▶ _AVAILABLE DATA_
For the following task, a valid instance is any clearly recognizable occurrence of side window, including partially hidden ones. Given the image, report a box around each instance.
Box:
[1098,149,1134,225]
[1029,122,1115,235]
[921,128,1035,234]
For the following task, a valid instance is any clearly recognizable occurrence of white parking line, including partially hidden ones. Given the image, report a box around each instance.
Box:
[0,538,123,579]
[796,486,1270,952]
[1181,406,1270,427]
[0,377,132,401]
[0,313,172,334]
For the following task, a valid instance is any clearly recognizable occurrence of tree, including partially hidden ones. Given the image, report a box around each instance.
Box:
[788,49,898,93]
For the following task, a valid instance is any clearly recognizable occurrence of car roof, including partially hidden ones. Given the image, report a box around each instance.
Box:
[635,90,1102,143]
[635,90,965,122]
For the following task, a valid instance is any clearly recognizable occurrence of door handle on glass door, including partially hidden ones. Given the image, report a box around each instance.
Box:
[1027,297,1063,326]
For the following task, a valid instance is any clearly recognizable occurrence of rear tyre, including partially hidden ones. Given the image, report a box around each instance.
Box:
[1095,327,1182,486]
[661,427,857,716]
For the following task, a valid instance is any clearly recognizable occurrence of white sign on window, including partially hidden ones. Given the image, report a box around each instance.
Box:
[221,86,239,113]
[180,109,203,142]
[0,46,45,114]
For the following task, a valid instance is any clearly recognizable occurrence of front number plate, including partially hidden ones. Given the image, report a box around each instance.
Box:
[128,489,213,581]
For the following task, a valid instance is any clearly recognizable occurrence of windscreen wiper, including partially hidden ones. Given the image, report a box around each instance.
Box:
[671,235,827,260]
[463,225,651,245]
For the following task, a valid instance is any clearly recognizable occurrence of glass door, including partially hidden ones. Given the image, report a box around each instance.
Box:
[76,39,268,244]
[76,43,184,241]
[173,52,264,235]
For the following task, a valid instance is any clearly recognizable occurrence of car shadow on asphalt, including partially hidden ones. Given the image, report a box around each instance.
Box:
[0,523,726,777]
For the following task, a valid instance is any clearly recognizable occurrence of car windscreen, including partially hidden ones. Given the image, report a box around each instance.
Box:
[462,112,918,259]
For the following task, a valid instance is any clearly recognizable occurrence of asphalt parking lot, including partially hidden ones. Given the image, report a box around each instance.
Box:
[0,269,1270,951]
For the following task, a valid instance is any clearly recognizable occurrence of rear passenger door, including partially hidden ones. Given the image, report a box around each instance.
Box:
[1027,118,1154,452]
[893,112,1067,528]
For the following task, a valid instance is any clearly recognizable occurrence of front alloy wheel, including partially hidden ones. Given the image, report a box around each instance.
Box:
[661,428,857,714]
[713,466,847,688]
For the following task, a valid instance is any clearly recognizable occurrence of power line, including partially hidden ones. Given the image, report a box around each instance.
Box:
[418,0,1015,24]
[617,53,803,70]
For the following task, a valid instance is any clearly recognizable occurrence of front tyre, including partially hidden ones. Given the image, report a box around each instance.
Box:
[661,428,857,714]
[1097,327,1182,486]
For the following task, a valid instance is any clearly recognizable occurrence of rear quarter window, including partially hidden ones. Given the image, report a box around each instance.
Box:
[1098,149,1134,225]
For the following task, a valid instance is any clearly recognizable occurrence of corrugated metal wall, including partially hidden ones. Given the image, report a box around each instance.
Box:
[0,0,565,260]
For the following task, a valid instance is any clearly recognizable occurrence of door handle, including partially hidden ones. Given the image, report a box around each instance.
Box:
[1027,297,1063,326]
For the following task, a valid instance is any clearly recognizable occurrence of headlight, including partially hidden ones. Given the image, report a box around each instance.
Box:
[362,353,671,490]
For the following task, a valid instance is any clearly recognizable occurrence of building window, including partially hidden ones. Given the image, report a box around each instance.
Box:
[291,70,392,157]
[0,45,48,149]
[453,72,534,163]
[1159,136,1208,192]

▶ _REQUEST_
Format the lines beginning with the one containing "of front number" and going on through the one containing "[463,225,651,245]" as a two-column CSV with the headers label_text and boxes. Each row should hold one line's text and its box answers, with each value in a single quoted field and any line breaks replaced by spaces.

▶ _ANSWER BELOW_
label_text,boxes
"For the following task, a valid instance is any clearly recognizable occurrence of front number plate, including partially hidden ones. Given the image, report a box around each instance. Box:","[128,489,213,581]"
"For the following task, a valid instance is any clearly recognizable occurrence of windscreen wiper, including partially hidden ones. Given the image, report a box around each instance. Box:","[671,235,827,260] [463,225,651,245]"